*DATASET*:
# # # # # # #
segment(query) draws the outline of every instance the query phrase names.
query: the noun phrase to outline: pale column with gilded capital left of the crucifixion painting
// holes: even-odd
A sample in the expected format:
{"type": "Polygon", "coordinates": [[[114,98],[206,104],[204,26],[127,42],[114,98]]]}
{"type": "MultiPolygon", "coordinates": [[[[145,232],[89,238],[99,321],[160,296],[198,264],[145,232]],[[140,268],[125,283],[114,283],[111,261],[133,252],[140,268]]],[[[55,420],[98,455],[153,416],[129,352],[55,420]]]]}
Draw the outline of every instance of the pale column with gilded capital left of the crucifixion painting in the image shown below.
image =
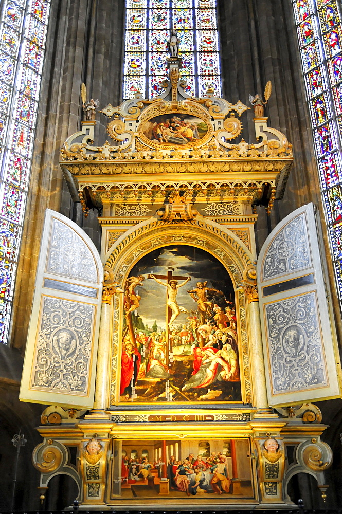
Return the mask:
# # # # # # #
*EXERCISE OBJECTIVE*: Reprint the listing above verbatim but drop the images.

*EXERCISE RESPONSE*:
segment(query) draws the outline of every instance the query phrase names.
query: the noun phrase to outline: pale column with gilded capital left of the crucifixion painting
// holes: even-odd
A sample in the expected format:
{"type": "Polygon", "coordinates": [[[114,98],[206,104],[204,26],[127,42],[114,98]]]}
{"type": "MultiPolygon", "coordinates": [[[[145,232],[89,238],[99,321],[160,296],[198,264],[145,232]],[[140,268],[125,283],[114,283],[111,261],[133,252],[140,268]]],[[[55,420],[98,455],[153,416],[129,352],[55,420]]]]}
Draw the outline of every instance of the pale column with gilded capital left of the crucifixion painting in the image shown below.
image =
Return the mask:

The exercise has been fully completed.